== Seçilen metin ==
···

Türkiye ekonomisi zorlu bir süreçten geçmektedir. Tüm firmalar bu süreçten zararsız bir şekilde çıkmayı amaçlamaktadır. Ancak bu son kriz birçok firmanın kriz yönetimi kültürü olmadığını ortaya çıkarmıştır. Bir “B” planı olmayan şirketler, hemen yönetim kurallarını toplayarak krize karşı “o an” önlem alma yoluna gitti. Üretimi kısma, eleman atma gibi yaratıcı olmayan kararlarla krize önlem alınmaya çalışıldı. Şirketlerin yaklaşımında çoğu zaman bir panik havası seziliyor . Özellikle KOBİ (küçük ve orta boy işletme ) lerin aldığı önlemler işten çıkarma, yatırımları durdurma ve ürün zammı şeklinde olmaktadır.

Şu anda Türkiye’nin krizle birlikte biraz daha fakirleştiği bir gerçektir. Bu da tüketimin düşmesi, yani iç daralma anlamına geliyor. Ancak Türkiye’nin mevcut gelişme potansiyelinin devam ettiği ve bir süre sonra krizin sona ereceği  kesindir. Bu nedenle şirketlere uzun vadeli yaklaşımlar önerilmekte.  Etkili iletişim kurmak, yeni pazarlar yaratmak, marka imajını güçlendirme çalışmaları, yönetim danışmanları tarafından en çok önerilen kriz stratejileri arasında yer almaktadır.

Yapılan araştırmalara göre firmalar kriz dönemlerinde iki farklı davranış biçimi sergiliyor; panik yaklaşımı ve hazırlık yaklaşımı. Panik yaklaşımında kararlar plansız küçülme , bazı ürünlerin piyasadan çekilmesi ve işten çıkarma şeklinde sonuçlanıyor. Bulundukları durumu kurtarmaya yönelik politikalara başvuran panik şirketler, kısa vadeli planlarla günü kurtarmaya çalışırken aslında  çalışanlarının güvenini ve sahip olduğu kalifiye insan kaynağını, müşterilerini, piyasa paylarını  ve hatta varlıklarını bile yitirebiliyorlar.

···

[Kayıtlı öğeler]
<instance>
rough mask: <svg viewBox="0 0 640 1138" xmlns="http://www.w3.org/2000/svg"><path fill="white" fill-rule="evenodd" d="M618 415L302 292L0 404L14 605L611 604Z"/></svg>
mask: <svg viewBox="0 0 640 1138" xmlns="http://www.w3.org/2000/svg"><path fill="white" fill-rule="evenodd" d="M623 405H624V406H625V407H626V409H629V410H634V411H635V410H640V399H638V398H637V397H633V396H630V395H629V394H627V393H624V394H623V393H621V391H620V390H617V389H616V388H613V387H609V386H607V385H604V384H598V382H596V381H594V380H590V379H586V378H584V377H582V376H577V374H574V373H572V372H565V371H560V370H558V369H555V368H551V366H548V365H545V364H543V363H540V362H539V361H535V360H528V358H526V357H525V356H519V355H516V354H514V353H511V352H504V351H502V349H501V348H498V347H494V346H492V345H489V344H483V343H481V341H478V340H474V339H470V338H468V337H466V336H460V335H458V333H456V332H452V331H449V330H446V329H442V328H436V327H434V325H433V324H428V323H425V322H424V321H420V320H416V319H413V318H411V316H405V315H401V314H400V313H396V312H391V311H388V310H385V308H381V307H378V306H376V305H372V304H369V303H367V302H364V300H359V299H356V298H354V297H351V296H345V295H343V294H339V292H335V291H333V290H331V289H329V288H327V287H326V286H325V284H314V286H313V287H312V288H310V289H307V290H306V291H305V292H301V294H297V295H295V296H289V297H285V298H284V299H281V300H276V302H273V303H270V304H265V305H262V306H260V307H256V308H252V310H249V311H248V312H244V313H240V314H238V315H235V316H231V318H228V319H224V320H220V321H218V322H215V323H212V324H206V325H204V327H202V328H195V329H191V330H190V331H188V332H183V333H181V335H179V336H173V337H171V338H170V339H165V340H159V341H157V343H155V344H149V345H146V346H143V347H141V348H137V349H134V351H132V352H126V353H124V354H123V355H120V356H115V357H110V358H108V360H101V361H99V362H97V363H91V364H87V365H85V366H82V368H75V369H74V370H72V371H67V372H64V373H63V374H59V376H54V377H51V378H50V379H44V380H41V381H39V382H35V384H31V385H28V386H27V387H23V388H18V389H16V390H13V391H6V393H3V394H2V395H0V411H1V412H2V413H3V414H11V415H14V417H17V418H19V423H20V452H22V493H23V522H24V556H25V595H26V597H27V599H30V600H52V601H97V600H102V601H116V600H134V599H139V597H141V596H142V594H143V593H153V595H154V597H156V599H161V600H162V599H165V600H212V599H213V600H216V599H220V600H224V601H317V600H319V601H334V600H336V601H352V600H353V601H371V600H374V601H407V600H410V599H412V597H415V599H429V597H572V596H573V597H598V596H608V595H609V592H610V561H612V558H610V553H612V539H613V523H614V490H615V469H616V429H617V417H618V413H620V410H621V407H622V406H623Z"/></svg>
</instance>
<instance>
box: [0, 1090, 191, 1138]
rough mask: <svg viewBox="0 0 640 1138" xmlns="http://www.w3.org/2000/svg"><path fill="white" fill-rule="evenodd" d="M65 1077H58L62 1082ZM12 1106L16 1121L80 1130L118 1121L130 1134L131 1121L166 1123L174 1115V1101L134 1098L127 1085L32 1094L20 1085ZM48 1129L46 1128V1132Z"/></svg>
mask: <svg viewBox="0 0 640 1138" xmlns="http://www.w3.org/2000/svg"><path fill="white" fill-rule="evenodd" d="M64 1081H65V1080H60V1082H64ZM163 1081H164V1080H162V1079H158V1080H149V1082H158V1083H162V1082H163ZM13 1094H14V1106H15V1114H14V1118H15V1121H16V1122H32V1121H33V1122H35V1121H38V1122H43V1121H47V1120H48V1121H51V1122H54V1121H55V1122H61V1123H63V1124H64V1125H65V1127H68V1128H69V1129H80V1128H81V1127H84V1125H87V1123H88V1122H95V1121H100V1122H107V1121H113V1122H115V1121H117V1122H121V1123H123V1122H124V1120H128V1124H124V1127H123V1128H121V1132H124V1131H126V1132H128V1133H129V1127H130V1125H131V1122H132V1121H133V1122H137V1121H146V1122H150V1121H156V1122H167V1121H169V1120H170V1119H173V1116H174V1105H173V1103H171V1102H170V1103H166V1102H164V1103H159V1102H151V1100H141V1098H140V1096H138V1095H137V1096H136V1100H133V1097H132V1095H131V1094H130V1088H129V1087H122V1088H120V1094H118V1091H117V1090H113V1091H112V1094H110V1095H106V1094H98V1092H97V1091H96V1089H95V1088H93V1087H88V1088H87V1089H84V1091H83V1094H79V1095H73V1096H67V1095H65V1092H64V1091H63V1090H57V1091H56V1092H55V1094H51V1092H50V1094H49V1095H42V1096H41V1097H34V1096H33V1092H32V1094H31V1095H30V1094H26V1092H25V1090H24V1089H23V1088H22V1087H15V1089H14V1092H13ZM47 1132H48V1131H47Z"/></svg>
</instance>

···

== Yönerge A ==
Kriz yönetimi metnindeki "Şu anda Türkiye’nin" ifadesinden aşağıya doğru "arasında yer almaktadır." ifadesine kadar uzanan bölümün tamamını aynen yazın.
== Yönerge B ==
Firmaların kriz dönemlerindeki tutumlarını ele alan metnin bittiği yerden sonra gelecek bölümü yazın.

== Görev sonucu A ==
Şu anda Türkiye’nin krizle birlikte biraz daha fakirleştiği bir gerçektir. Bu da tüketimin düşmesi, yani iç daralma anlamına geliyor. Ancak Türkiye’nin mevcut gelişme potansiyelinin devam ettiği ve bir süre sonra krizin sona ereceği  kesindir. Bu nedenle şirketlere uzun vadeli yaklaşımlar önerilmekte.  Etkili iletişim kurmak, yeni pazarlar yaratmak, marka imajını güçlendirme çalışmaları, yönetim danışmanları tarafından en çok önerilen kriz stratejileri arasında yer almaktadır.

== Görev sonucu B ==
Hazırlık yaklaşımı ise, panik yaklaşımından farklı olarak ,şirketlerin kriz çıkmadan önce bu ihtimali her zaman göz önünde bulundurarak, alternatif çıkış noktalarının düşünülüp, her kademeyle paylaşılması olarak özetlenebilir. Önceden alınan tedbirler sayesinde üretim ve pazarlama faaliyetlerini, krizle ortaya çıkan yeni şartlara uyarlayan şirketler, rakipleri panik içindeyken, krizden karlı çıkmayı başarabileceklerdir.

Bunu başarabilmak için işletmelerin uygulamaları gereken hazırlık yaklaşımı,kriz öncesi , kriz dönemi ve kriz sonrası olarak üç aşamadan oluşur. Kriz öncesi alınacak tedbirlerin başında likit kalmak (nakit para akışını korumak) ve acil ihtiyaçlar dışında borçlanılmaması geliyor. Kriz dönemi öncesi dinamik pazarlar ile bağlantı kurulması, firmaların kriz durumunda yaşadığı sorunların başında gelen nakit sıkışıklığına  çözüm getiriyor. Bu aynı zamanda riskin dağıtılmasını da sağlıyor. Böylece tek bir kaynak yerine birkaç çeşit kaynaktan gelecek olan nakit akışı, firma riskini azaltacaktır.  Örneğin kriz anında tehlikeye giren bir büyük müşteri firma, üretici firmayı da tehlikeye sokacaktır. Ancak elde birkaç küçük müşteri firma olması durumunda risk azalacaktır.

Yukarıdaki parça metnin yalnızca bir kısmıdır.